PROMPT: What follows is a set of records. Repeat every one of them exactly.
*** Begin section ***
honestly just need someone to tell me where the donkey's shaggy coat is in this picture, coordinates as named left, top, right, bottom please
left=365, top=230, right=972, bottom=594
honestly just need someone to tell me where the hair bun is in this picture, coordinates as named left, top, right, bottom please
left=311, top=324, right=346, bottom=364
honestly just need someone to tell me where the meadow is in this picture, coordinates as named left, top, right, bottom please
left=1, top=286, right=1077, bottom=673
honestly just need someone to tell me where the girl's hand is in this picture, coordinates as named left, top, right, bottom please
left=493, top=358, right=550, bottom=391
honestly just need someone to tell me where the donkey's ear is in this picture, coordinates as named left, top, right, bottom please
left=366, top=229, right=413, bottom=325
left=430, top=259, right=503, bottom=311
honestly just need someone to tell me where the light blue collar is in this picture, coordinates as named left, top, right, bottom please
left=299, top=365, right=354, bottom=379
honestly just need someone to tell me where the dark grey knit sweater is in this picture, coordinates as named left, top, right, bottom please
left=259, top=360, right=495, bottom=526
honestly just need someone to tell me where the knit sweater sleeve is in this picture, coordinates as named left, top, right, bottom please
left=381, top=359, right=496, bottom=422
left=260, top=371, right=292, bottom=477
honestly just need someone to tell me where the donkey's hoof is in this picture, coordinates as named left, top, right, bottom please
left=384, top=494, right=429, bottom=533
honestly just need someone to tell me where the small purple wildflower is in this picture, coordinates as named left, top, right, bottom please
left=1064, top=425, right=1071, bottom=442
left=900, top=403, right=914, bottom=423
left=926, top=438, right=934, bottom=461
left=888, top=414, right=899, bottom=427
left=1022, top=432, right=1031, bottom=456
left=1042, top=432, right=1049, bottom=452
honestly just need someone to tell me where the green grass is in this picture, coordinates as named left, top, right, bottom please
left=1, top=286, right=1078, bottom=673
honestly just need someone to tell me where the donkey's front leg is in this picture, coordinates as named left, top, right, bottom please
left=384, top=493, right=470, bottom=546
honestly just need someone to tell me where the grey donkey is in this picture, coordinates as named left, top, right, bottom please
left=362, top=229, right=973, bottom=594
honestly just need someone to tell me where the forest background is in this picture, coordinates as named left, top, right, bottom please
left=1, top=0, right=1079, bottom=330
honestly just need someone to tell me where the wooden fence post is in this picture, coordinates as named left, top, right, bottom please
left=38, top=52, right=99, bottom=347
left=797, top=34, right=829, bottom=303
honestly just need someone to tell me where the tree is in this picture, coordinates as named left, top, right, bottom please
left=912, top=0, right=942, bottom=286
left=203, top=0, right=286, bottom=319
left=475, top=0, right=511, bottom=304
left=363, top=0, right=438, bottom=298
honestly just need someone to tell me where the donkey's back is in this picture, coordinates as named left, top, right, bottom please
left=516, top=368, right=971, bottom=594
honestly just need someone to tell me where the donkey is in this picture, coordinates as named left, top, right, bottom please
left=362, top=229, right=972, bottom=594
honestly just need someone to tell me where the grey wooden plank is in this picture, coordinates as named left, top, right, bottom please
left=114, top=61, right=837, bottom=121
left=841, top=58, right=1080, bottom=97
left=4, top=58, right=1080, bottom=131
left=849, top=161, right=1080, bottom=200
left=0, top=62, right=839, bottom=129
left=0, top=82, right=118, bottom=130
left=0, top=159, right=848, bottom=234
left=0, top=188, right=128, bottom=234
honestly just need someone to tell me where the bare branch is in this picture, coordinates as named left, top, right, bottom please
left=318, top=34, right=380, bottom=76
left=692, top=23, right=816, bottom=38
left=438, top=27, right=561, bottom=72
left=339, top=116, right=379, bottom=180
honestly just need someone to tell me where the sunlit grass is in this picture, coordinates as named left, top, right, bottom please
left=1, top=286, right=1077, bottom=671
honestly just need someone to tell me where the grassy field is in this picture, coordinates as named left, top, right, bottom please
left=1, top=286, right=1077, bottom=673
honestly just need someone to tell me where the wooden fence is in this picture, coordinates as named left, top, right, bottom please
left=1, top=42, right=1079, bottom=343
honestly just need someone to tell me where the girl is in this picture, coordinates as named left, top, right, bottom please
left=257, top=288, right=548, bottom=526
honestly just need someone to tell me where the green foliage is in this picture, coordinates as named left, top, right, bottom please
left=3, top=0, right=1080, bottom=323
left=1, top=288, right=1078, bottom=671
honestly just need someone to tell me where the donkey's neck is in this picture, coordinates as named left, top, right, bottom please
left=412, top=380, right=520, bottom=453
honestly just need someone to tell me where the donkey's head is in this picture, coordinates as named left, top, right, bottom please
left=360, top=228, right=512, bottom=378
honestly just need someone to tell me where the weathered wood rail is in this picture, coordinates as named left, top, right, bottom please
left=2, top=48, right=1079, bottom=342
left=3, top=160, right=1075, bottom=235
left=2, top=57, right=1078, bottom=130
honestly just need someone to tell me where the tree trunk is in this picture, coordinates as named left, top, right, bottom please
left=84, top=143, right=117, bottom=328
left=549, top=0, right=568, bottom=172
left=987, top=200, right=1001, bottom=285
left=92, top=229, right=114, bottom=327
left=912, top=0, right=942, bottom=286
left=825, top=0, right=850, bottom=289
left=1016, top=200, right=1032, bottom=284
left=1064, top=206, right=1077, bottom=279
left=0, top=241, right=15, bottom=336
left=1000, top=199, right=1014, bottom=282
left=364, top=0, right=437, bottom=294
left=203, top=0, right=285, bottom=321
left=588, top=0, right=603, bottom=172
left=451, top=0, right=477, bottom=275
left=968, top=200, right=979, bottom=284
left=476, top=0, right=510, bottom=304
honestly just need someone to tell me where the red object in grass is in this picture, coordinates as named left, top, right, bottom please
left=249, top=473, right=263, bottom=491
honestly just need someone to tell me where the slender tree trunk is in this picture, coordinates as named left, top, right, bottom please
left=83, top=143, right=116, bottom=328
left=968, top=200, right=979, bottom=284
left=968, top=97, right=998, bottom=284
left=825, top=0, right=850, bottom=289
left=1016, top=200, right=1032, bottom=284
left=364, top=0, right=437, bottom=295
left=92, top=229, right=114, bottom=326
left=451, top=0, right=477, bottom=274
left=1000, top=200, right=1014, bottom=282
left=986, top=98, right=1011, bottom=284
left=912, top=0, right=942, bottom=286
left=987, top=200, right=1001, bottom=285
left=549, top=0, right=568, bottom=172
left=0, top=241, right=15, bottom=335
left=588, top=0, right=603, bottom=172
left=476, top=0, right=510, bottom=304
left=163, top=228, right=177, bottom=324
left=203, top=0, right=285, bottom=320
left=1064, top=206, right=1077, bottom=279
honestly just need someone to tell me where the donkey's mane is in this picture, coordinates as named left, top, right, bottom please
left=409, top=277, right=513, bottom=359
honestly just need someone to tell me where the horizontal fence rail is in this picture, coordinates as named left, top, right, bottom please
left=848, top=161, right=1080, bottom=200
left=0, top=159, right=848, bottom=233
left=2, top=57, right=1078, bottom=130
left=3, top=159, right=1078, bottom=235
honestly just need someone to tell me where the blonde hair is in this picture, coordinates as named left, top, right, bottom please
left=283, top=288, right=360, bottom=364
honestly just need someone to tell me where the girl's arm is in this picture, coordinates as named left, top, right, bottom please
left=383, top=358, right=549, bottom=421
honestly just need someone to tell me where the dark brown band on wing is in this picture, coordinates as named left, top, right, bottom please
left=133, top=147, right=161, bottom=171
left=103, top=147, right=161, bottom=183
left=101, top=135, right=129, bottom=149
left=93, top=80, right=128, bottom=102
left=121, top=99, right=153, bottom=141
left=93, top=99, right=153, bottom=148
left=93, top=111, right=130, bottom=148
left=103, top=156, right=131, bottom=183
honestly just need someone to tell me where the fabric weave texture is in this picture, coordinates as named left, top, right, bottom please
*** End section ***
EXERCISE RESPONSE:
honestly just need someone to tell me where the donkey's shaggy coat is in this picture, coordinates as named left, top, right, bottom please
left=365, top=230, right=972, bottom=594
honestly just need someone to tell me where the hair bun is in this picture, coordinates as named left, top, right, bottom please
left=311, top=324, right=346, bottom=364
honestly just need someone to tell me where the meadow is in this picture, coordinates as named left, top, right, bottom please
left=1, top=286, right=1077, bottom=673
honestly just need someone to tell me where the girl's hand is in this picture, coordinates as named left, top, right, bottom please
left=493, top=358, right=550, bottom=391
honestly just need someone to tell me where the donkey's ear is in this picture, coordinates as named left, top, right, bottom please
left=366, top=229, right=413, bottom=325
left=430, top=259, right=503, bottom=311
honestly just need someone to tell me where the light blue collar is in this picture, coordinates as named left, top, right, bottom please
left=299, top=365, right=354, bottom=379
honestly just need someone to tell me where the dark grey knit sweater is in this picture, coordinates as named left, top, right, bottom please
left=259, top=360, right=495, bottom=526
honestly just need someone to tell me where the knit sweater sleeve is in this picture, coordinates as named left, top, right, bottom please
left=381, top=359, right=496, bottom=422
left=260, top=371, right=292, bottom=477
honestly just need someone to tell me where the donkey's hoof is in this picture, coordinates as named left, top, right, bottom please
left=384, top=494, right=429, bottom=533
honestly just need someone to tell me where the small purple wildflower is in this picture, coordinates as named left, top, right, bottom please
left=1064, top=425, right=1071, bottom=442
left=900, top=403, right=914, bottom=423
left=926, top=438, right=934, bottom=461
left=888, top=414, right=899, bottom=427
left=1022, top=432, right=1031, bottom=456
left=1042, top=432, right=1049, bottom=452
honestly just need someone to tell me where the green grass is in this picture, coordinates as named left, top, right, bottom please
left=1, top=286, right=1078, bottom=673
honestly just need someone to tell me where the donkey's front leg is in this picture, coordinates as named left, top, right, bottom please
left=384, top=493, right=470, bottom=546
honestly just need someone to tell me where the grey donkey is in this picture, coordinates as named left, top, right, bottom please
left=362, top=229, right=973, bottom=594
honestly just need someone to tell me where the forest background is in this picture, coordinates as named left, top, right, bottom please
left=1, top=0, right=1079, bottom=330
honestly just need someone to tell me where the wooden fence post is in this picture, coordinates as named left, top, right, bottom please
left=38, top=52, right=99, bottom=347
left=797, top=34, right=829, bottom=303
honestly just need someone to tell me where the tree is in this picture, coordinates as named left, top, right, bottom please
left=912, top=0, right=942, bottom=286
left=203, top=0, right=286, bottom=319
left=475, top=0, right=511, bottom=304
left=363, top=0, right=438, bottom=298
honestly just need someone to tell me where the donkey's back is in this picture, coordinates as named left, top, right, bottom please
left=516, top=368, right=971, bottom=594
honestly just need someone to tell me where the donkey is in this picture, coordinates as named left, top, right, bottom please
left=362, top=229, right=972, bottom=594
honestly just need someone to tell me where the grey wooden plank is in this picture, coordinates as named left, top, right, bottom please
left=114, top=61, right=837, bottom=121
left=841, top=58, right=1080, bottom=97
left=4, top=58, right=1080, bottom=131
left=849, top=161, right=1080, bottom=200
left=0, top=62, right=839, bottom=129
left=0, top=82, right=118, bottom=130
left=0, top=159, right=848, bottom=234
left=0, top=188, right=128, bottom=234
honestly just need someone to tell me where the bare branch is in this picture, coordinates as named left, top, right, bottom please
left=318, top=34, right=380, bottom=76
left=692, top=23, right=816, bottom=38
left=438, top=27, right=561, bottom=72
left=339, top=116, right=379, bottom=180
honestly just need someone to tell me where the sunlit grass is in this picture, coordinates as named left, top, right, bottom please
left=1, top=286, right=1077, bottom=671
honestly just need someone to tell me where the grassy field is in this picture, coordinates as named left, top, right, bottom please
left=1, top=286, right=1077, bottom=673
honestly just need someone to tell me where the wooden fence is in this picture, coordinates as named left, top, right, bottom please
left=1, top=42, right=1079, bottom=343
honestly just need someone to tell me where the girl is in this picture, coordinates as named left, top, right, bottom please
left=257, top=288, right=548, bottom=526
honestly just need someone to tell me where the green foliage is in this picture, coordinates as named left, top, right, bottom please
left=3, top=0, right=1080, bottom=323
left=1, top=288, right=1078, bottom=671
honestly just need someone to tell me where the donkey's neck is in this picture, coordinates as named left, top, right, bottom please
left=412, top=380, right=520, bottom=453
honestly just need someone to tell me where the donkey's head is in this picture, coordinates as named left, top, right, bottom please
left=360, top=228, right=512, bottom=378
honestly just need someone to tell me where the weathered wood rail is in this picture, coordinates as named left, top, right, bottom please
left=2, top=48, right=1079, bottom=342
left=3, top=160, right=1075, bottom=235
left=2, top=57, right=1078, bottom=130
honestly just need someone to tell me where the tree trunk is in this picture, coordinates as named left, top, right, bottom please
left=84, top=143, right=117, bottom=328
left=549, top=0, right=568, bottom=172
left=987, top=200, right=1001, bottom=285
left=92, top=229, right=114, bottom=327
left=912, top=0, right=942, bottom=286
left=825, top=0, right=850, bottom=289
left=1016, top=200, right=1032, bottom=284
left=1064, top=206, right=1077, bottom=279
left=0, top=241, right=15, bottom=336
left=1000, top=199, right=1014, bottom=282
left=364, top=0, right=437, bottom=294
left=203, top=0, right=285, bottom=321
left=588, top=0, right=603, bottom=172
left=451, top=0, right=477, bottom=275
left=968, top=200, right=979, bottom=284
left=476, top=0, right=510, bottom=304
honestly just need someone to tell me where the red object in grass is in this picture, coordinates as named left, top, right, bottom please
left=249, top=473, right=263, bottom=491
honestly just need someone to tell me where the slender tree trunk is in this picture, coordinates as named left, top, right, bottom please
left=83, top=143, right=116, bottom=328
left=968, top=200, right=979, bottom=284
left=968, top=97, right=998, bottom=284
left=825, top=0, right=850, bottom=289
left=1016, top=200, right=1032, bottom=284
left=364, top=0, right=437, bottom=295
left=92, top=229, right=114, bottom=326
left=451, top=0, right=477, bottom=274
left=1000, top=200, right=1014, bottom=282
left=986, top=98, right=1011, bottom=284
left=912, top=0, right=942, bottom=286
left=987, top=200, right=1001, bottom=285
left=549, top=0, right=568, bottom=172
left=0, top=241, right=15, bottom=335
left=588, top=0, right=603, bottom=172
left=476, top=0, right=510, bottom=304
left=163, top=228, right=177, bottom=324
left=203, top=0, right=285, bottom=320
left=1064, top=206, right=1077, bottom=279
honestly just need someone to tell me where the donkey's mane is in this picture, coordinates as named left, top, right, bottom please
left=409, top=277, right=513, bottom=359
honestly just need someone to tell me where the horizontal fence rail is in this picture, coordinates as named left, top, right, bottom please
left=848, top=161, right=1080, bottom=200
left=0, top=159, right=848, bottom=233
left=2, top=57, right=1078, bottom=130
left=3, top=159, right=1078, bottom=235
honestly just need someone to tell me where the blonde hair is in this picture, coordinates as named left, top, right, bottom please
left=283, top=288, right=360, bottom=364
honestly just need someone to tell me where the girl's arm is in this picture, coordinates as named left, top, right, bottom please
left=383, top=358, right=549, bottom=421
honestly just need someone to tell me where the dark brown band on wing is in this picture, coordinates as named left, top, right, bottom please
left=133, top=147, right=161, bottom=171
left=103, top=147, right=161, bottom=183
left=101, top=135, right=129, bottom=149
left=93, top=80, right=128, bottom=102
left=121, top=99, right=153, bottom=141
left=93, top=99, right=153, bottom=148
left=93, top=111, right=130, bottom=148
left=103, top=156, right=131, bottom=183
honestly just need someone to tell me where the fabric weave texture is in this picture, coordinates as named left, top, right, bottom please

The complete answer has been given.